(AIM 1):
From the opening sentence of the Tivoli Monitoring maintenance text, list every frequency of health check that it names.
(AIM 2):
Continue the Tivoli Monitoring maintenance text after its last sentence.
— begin TEXT BLOCK —
By performing these routine procedures in addition to your daily, weekly,
monthly and quarterly health checks, you ensure that your Tivoli Monitoring environment
continues to run smoothly.
Run the taudit.js tool which can
be found in the Tivoli® Open Process Automation Library (OPAL) by searching for "Web SOAP scheduled reporting tools" or navigation
code "1TW10TM0U." This tool provides an overall status of the environment.
Run this tool every day.
Take a monitoring server backup every 24 hours in early stages and then move
to weekly backups. If you have effective snapshot software, you can take backups
with the monitoring server or portal server, or both online. Otherwise, shutdown the monitoring server and portal server before
taking a backup. Test these backups after you first develop the process and
at least twice a year thereafter by restoring to a monitoring server in your test
environment to ensure the backups are successfully backing up the data you
need to restore your production monitoring server in the event of an outage or need
for rolling back to a previous state.
Make sure the portal server database backup is in the plan and is being
made daily as the environment is being rolled out and then weekly as the environment
matures and less frequent changes are made to the environment. Test these
backups after you first develop the process and at least twice a year thereafter
by restoring to a portal server in your test environment to ensure the backups
are successfully backing up the data you need to restore your production portal
server in the event of an outage or need to rollback to previous state.
— end TEXT BLOCK —
— begin PROVIDED DATA —
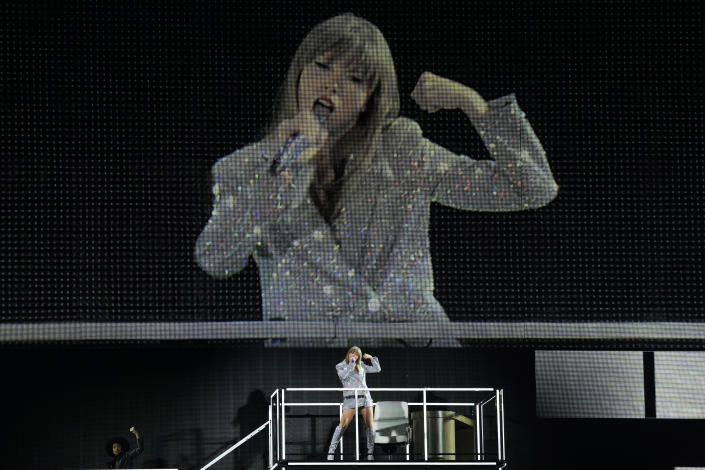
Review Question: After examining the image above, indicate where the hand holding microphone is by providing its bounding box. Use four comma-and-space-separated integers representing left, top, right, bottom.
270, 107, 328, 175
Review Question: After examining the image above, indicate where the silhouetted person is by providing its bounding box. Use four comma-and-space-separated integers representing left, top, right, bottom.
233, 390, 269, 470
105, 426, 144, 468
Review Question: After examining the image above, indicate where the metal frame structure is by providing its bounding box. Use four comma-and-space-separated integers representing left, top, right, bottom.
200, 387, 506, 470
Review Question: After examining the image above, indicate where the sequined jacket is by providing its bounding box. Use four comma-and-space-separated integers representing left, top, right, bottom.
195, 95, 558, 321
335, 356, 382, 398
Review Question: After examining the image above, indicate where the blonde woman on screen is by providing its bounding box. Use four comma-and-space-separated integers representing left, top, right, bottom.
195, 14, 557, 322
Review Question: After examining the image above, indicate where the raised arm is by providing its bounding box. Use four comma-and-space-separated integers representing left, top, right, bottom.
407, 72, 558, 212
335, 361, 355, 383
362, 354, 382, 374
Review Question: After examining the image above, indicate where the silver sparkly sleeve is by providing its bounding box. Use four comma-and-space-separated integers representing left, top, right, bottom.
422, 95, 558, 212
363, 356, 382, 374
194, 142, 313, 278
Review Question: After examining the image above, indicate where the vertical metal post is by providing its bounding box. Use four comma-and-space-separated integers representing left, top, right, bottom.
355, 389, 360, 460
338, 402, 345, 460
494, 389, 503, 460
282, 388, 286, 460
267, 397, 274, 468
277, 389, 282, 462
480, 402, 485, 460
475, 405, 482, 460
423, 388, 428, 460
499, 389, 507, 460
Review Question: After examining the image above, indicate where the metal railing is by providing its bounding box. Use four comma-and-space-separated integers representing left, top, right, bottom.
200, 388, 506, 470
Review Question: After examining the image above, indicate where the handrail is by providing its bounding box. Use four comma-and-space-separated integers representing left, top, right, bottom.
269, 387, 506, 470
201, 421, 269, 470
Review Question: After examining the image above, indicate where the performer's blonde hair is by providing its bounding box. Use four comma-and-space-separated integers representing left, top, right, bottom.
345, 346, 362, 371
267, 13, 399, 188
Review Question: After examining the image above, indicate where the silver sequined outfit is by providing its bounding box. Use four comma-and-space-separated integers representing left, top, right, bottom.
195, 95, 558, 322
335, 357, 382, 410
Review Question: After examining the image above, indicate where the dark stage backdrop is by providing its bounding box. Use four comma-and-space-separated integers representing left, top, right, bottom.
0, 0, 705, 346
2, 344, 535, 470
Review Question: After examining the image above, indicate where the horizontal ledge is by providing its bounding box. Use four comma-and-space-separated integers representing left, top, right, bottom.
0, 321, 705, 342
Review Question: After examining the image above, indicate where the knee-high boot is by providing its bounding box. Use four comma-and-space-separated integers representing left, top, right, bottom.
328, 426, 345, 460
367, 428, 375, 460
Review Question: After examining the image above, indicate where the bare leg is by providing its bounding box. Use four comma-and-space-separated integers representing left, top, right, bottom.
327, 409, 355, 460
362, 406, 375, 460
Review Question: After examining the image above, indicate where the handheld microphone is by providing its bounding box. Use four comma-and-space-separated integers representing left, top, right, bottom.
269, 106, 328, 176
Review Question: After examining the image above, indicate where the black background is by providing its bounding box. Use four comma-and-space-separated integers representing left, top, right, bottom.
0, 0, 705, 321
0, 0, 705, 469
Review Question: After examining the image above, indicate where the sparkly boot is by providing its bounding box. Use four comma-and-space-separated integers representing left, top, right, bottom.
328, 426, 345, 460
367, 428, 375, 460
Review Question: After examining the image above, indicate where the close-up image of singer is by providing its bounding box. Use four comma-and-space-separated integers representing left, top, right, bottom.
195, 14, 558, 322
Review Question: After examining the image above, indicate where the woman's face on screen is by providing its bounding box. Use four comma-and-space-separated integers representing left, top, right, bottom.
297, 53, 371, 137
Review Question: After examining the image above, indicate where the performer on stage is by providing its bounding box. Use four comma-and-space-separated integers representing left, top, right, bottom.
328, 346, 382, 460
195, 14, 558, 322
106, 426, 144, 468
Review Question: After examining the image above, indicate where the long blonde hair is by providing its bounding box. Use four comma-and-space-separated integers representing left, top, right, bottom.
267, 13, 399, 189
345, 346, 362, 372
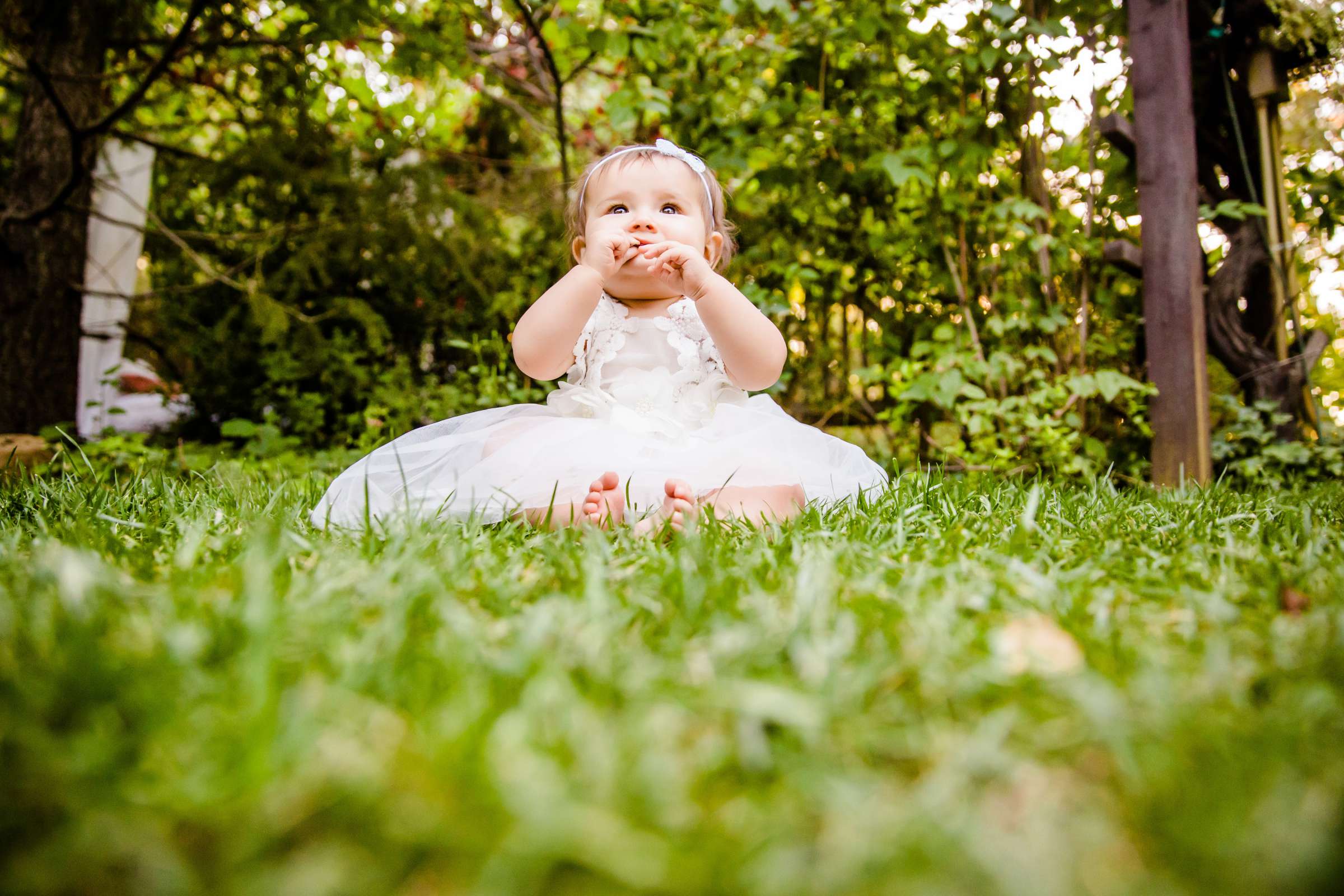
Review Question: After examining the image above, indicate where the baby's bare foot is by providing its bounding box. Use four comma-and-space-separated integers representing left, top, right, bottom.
— end PROVIDED DATA —
(EXERCISE ANSWER 1):
Daily, weekly, monthly, quarterly

(EXERCISE ANSWER 2):
Make sure the DB2® warehouse backup is in the plan and is being made weekly.
The reason you need to do this weekly is because of huge database size.
Check daily that the warehouse agent is performing by looking at the warehouse
logs (hostname_hd_timestamp-nn.log).
Check daily that the Summarization and Pruning agent is performing by looking at the (hostname_sy_timestamp-nn.log) logs.
Check the monitoring server (hostname_ms_timestamp-nn.log) and portal server logs
(hostname_cq_timestamp-nn.log) for any obvious
errors and exceptions.
Check that there are no monitoring servers overloaded with agents. One
way to do this is by checking the "Self-Monitoring Topology" workspace, which
has a "Managed Systems per TEMS" view showing the number of agents reporting
to each monitoring server.
For DB2, run the REORGCHK and RUNSTATS on the warehouse database daily.
For DB2, run the REORGCHK and RUNSTATS on the portal server database weekly.
Check that events are reaching the Tivoli Enterprise Console server and also from the
user created Universal Agents.
Check that all the fired situations are answered with a response and are
not in open state for a long period of time.
Check that all the agents are responding by making SOAP down calls to
each agent. Running taudit.js (as mentioned above) checks this automatically.
Check the core components process memory and CPU usage and that you have
situations created to monitor them.